# DATA FOR THE TASK start
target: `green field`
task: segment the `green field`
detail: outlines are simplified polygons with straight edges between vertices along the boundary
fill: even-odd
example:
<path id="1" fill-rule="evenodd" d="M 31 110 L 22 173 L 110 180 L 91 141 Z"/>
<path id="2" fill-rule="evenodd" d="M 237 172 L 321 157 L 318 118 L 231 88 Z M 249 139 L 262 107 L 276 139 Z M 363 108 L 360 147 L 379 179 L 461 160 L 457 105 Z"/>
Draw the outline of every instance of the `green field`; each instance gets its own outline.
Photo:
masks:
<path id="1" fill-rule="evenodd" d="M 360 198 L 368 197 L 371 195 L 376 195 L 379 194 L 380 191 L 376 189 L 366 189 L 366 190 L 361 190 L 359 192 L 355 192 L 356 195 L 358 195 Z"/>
# DATA FOR THE TASK end
DIRECTIVE:
Rewrite the lines above, changing every "green field" to "grassy area" and leaving everything else as it is.

OUTPUT OF THE EXERCISE:
target: `grassy area`
task: segment the `grassy area`
detail: outlines are simplified polygons with straight edges between vertices along the boundary
fill: even-odd
example:
<path id="1" fill-rule="evenodd" d="M 31 110 L 22 173 L 110 180 L 91 141 Z"/>
<path id="2" fill-rule="evenodd" d="M 237 172 L 321 157 L 318 118 L 231 88 Z M 249 139 L 262 107 L 276 139 Z M 363 108 L 360 147 L 379 179 L 461 160 L 457 105 Z"/>
Draw the outline of every instance of the `grassy area`; each instance gets its own outline.
Photo:
masks:
<path id="1" fill-rule="evenodd" d="M 360 198 L 368 197 L 371 195 L 376 195 L 379 194 L 380 191 L 376 189 L 366 189 L 366 190 L 361 190 L 359 192 L 355 192 L 356 195 L 358 195 Z"/>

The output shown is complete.